▸ **Problem description**
How many lines of the material below contain the string "clicks"? Case counts; give only the number.
-- -- --
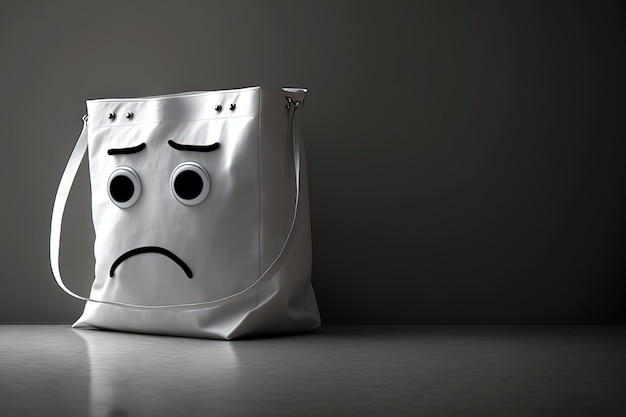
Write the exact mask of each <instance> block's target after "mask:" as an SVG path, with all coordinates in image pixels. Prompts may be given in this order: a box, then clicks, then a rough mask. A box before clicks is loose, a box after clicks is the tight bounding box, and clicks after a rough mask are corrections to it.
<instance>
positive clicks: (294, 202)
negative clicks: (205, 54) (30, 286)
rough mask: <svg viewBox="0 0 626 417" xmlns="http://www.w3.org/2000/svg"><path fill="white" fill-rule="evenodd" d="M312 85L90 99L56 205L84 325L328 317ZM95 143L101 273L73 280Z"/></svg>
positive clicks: (146, 329) (91, 196)
mask: <svg viewBox="0 0 626 417" xmlns="http://www.w3.org/2000/svg"><path fill="white" fill-rule="evenodd" d="M305 95H306V90H305V89H300V88H283V89H279V88H276V89H273V88H262V87H250V88H243V89H234V90H220V91H204V92H189V93H181V94H171V95H164V96H154V97H143V98H133V99H97V100H88V101H87V115H86V116H84V117H83V122H84V124H83V130H82V132H81V134H80V137H79V139H78V141H77V143H76V146H75V148H74V150H73V152H72V154H71V157H70V159H69V162H68V163H67V166H66V168H65V171H64V173H63V175H62V178H61V182H60V185H59V188H58V190H57V195H56V198H55V202H54V207H53V211H52V222H51V234H50V235H51V237H50V261H51V266H52V271H53V275H54V278H55V280H56V282H57V284H58V285H59V286H60V287H61V288H62V289H63V290H64V291H65V292H67V293H68V294H70V295H72V296H74V297H76V298H79V299H81V300H84V301H86V304H85V308H84V311H83V314H82V315H81V317H80V318H79V319H78V320H77V321H76V323H74V325H73V326H74V327H76V328H82V327H95V328H103V329H113V330H119V331H128V332H138V333H152V334H164V335H177V336H191V337H204V338H216V339H227V340H229V339H234V338H240V337H248V336H258V335H268V334H271V335H274V334H282V333H290V332H301V331H307V330H311V329H314V328H316V327H318V326H319V324H320V317H319V311H318V308H317V303H316V300H315V295H314V292H313V288H312V285H311V232H310V215H309V197H308V187H307V171H306V158H305V154H304V148H303V143H302V140H301V137H300V135H299V120H300V117H299V116H300V113H301V108H302V103H303V101H304V98H305ZM86 152H88V161H89V174H90V183H91V205H92V207H91V208H92V218H93V225H94V230H95V243H94V255H95V276H94V278H93V285H92V287H91V292H90V295H89V296H88V297H83V296H80V295H78V294H75V293H74V292H73V291H71V290H70V289H69V288H68V287H66V285H65V284H64V283H63V280H62V277H61V273H60V270H59V253H60V234H61V223H62V218H63V211H64V208H65V204H66V201H67V197H68V194H69V191H70V188H71V186H72V183H73V181H74V178H75V176H76V172H77V170H78V167H79V165H80V163H81V160H82V159H83V156H84V154H85V153H86Z"/></svg>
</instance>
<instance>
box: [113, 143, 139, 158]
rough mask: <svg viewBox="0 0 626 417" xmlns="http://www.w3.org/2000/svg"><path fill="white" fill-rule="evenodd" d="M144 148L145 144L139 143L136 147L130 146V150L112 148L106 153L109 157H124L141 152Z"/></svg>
mask: <svg viewBox="0 0 626 417" xmlns="http://www.w3.org/2000/svg"><path fill="white" fill-rule="evenodd" d="M145 147H146V144H145V143H140V144H139V145H137V146H131V147H130V148H112V149H109V150H108V151H107V153H108V154H109V155H124V154H129V153H137V152H139V151H142V150H143V149H144V148H145Z"/></svg>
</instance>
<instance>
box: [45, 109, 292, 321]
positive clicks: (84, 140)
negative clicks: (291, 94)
mask: <svg viewBox="0 0 626 417" xmlns="http://www.w3.org/2000/svg"><path fill="white" fill-rule="evenodd" d="M286 99H287V106H286V107H287V114H288V131H287V140H289V139H291V140H292V143H293V163H294V171H295V177H296V178H295V181H296V184H295V185H296V195H295V200H296V201H295V204H294V209H293V217H292V219H291V225H290V227H289V231H288V232H287V236H286V237H285V241H284V242H283V245H282V246H281V248H280V250H279V251H278V254H277V255H276V257H275V258H274V260H273V261H272V262H271V263H270V265H269V266H268V267H267V268H266V269H265V271H263V273H262V274H261V275H260V276H259V277H258V278H257V279H256V280H255V281H254V282H253V283H252V284H250V285H249V286H248V287H246V288H244V289H243V290H241V291H239V292H237V293H235V294H231V295H229V296H226V297H223V298H220V299H217V300H213V301H201V302H195V303H183V304H165V305H141V304H131V303H123V302H119V301H107V300H98V299H94V298H89V297H84V296H81V295H78V294H76V293H74V292H73V291H72V290H70V289H69V288H67V286H66V285H65V283H64V282H63V278H62V277H61V270H60V268H59V255H60V246H61V225H62V223H63V213H64V211H65V206H66V204H67V199H68V197H69V193H70V190H71V188H72V185H73V184H74V179H75V178H76V174H77V172H78V168H79V167H80V164H81V162H82V160H83V158H84V156H85V153H86V151H87V131H88V128H87V123H88V116H87V115H85V116H83V129H82V131H81V132H80V136H78V139H77V141H76V145H75V146H74V149H73V150H72V154H71V155H70V159H69V160H68V162H67V165H66V166H65V170H64V171H63V175H62V176H61V181H60V183H59V188H58V189H57V193H56V196H55V198H54V205H53V207H52V220H51V224H50V266H51V268H52V274H53V275H54V279H55V281H56V283H57V285H58V286H59V287H60V288H61V289H62V290H63V291H65V292H66V293H67V294H69V295H71V296H72V297H74V298H77V299H79V300H82V301H93V302H97V303H102V304H109V305H113V306H118V307H130V308H134V309H141V310H152V309H200V308H205V307H215V306H217V305H221V304H224V303H227V302H231V301H234V300H236V299H238V298H240V297H242V296H243V295H244V294H245V293H246V292H248V291H249V290H251V289H252V288H254V287H256V286H260V285H261V284H263V283H265V282H266V281H267V280H268V279H269V278H270V277H272V276H273V275H274V273H275V272H274V270H275V269H276V268H277V266H278V264H279V261H280V259H281V258H282V256H283V254H284V253H285V250H286V248H287V246H288V244H289V242H290V241H291V237H292V235H293V230H294V228H295V225H296V220H297V217H298V216H297V214H298V206H299V203H300V142H299V140H298V138H297V129H296V126H295V125H296V112H297V110H298V108H299V107H300V105H301V103H302V102H301V101H294V100H292V98H291V97H286Z"/></svg>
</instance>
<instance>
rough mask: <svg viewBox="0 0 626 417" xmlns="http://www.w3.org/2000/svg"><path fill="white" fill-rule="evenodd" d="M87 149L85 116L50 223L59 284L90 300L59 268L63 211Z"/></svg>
mask: <svg viewBox="0 0 626 417" xmlns="http://www.w3.org/2000/svg"><path fill="white" fill-rule="evenodd" d="M86 150H87V116H86V115H85V116H83V130H82V131H81V132H80V136H79V137H78V140H77V141H76V145H75V146H74V150H73V151H72V155H70V159H69V161H67V165H66V166H65V171H63V176H61V182H60V183H59V188H58V189H57V195H56V197H55V198H54V205H53V206H52V221H51V223H50V266H51V267H52V274H53V275H54V279H55V281H56V282H57V285H58V286H59V287H61V289H62V290H63V291H65V292H66V293H68V294H69V295H71V296H72V297H76V298H78V299H79V300H83V301H88V298H86V297H82V296H80V295H78V294H75V293H74V292H72V291H71V290H70V289H69V288H67V287H66V286H65V284H64V283H63V279H62V278H61V271H60V269H59V250H60V246H61V223H62V222H63V212H64V211H65V204H66V203H67V198H68V196H69V194H70V190H71V189H72V184H74V178H76V173H77V172H78V168H79V167H80V163H81V162H82V160H83V157H84V155H85V151H86Z"/></svg>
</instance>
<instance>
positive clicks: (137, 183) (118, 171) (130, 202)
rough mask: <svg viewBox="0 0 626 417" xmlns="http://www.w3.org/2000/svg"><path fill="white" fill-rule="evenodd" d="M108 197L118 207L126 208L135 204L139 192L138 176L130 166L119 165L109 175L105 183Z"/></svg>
mask: <svg viewBox="0 0 626 417" xmlns="http://www.w3.org/2000/svg"><path fill="white" fill-rule="evenodd" d="M107 189H108V191H109V198H110V199H111V201H112V202H113V204H115V205H116V206H118V207H119V208H128V207H130V206H132V205H133V204H135V202H137V200H138V199H139V194H141V181H139V176H138V175H137V173H136V172H135V171H134V170H133V169H132V168H130V167H125V166H122V167H119V168H117V169H116V170H115V171H113V173H112V174H111V176H110V177H109V182H108V184H107Z"/></svg>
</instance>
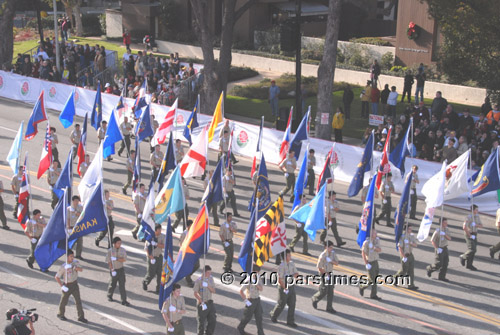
-- -- --
▸ **Result for this exercise**
7